*What the task requires*:
Reproduce the entries below without any change, starting at the line that contains "Which spot lies innermost in each instance of the glass mixing" and continuing through the final line of the entries.

*Entries shown*:
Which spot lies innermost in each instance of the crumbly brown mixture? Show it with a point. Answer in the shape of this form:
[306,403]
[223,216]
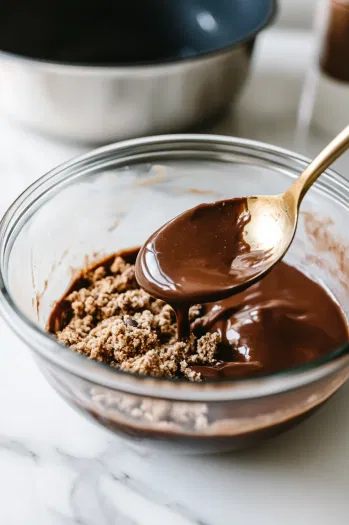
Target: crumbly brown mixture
[112,320]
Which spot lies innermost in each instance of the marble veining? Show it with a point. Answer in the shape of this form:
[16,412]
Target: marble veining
[56,468]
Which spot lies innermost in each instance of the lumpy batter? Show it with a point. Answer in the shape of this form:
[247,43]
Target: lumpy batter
[283,321]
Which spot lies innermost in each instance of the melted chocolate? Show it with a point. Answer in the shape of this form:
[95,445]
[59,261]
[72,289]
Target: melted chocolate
[283,321]
[200,255]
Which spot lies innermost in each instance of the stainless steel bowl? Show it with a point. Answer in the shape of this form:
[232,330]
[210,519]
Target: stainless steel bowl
[104,102]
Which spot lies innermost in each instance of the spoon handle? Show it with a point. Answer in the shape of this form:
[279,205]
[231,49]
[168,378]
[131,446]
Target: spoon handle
[323,160]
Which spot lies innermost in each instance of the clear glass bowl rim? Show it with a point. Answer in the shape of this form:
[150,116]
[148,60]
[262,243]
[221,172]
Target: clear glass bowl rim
[98,373]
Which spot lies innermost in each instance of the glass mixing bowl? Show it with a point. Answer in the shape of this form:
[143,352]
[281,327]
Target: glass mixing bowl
[112,199]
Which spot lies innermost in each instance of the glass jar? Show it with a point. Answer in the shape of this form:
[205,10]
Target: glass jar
[112,199]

*Problem solution*:
Which spot lies innermost in each instance of the glass mixing bowl? Show it with a point. Answer in the shape of this form:
[143,352]
[281,327]
Target: glass mixing bowl
[112,199]
Which spot lies innermost in each instance of the glass jar? Show it with a point. Answer in the shape of this form:
[205,10]
Target: glass jar
[112,199]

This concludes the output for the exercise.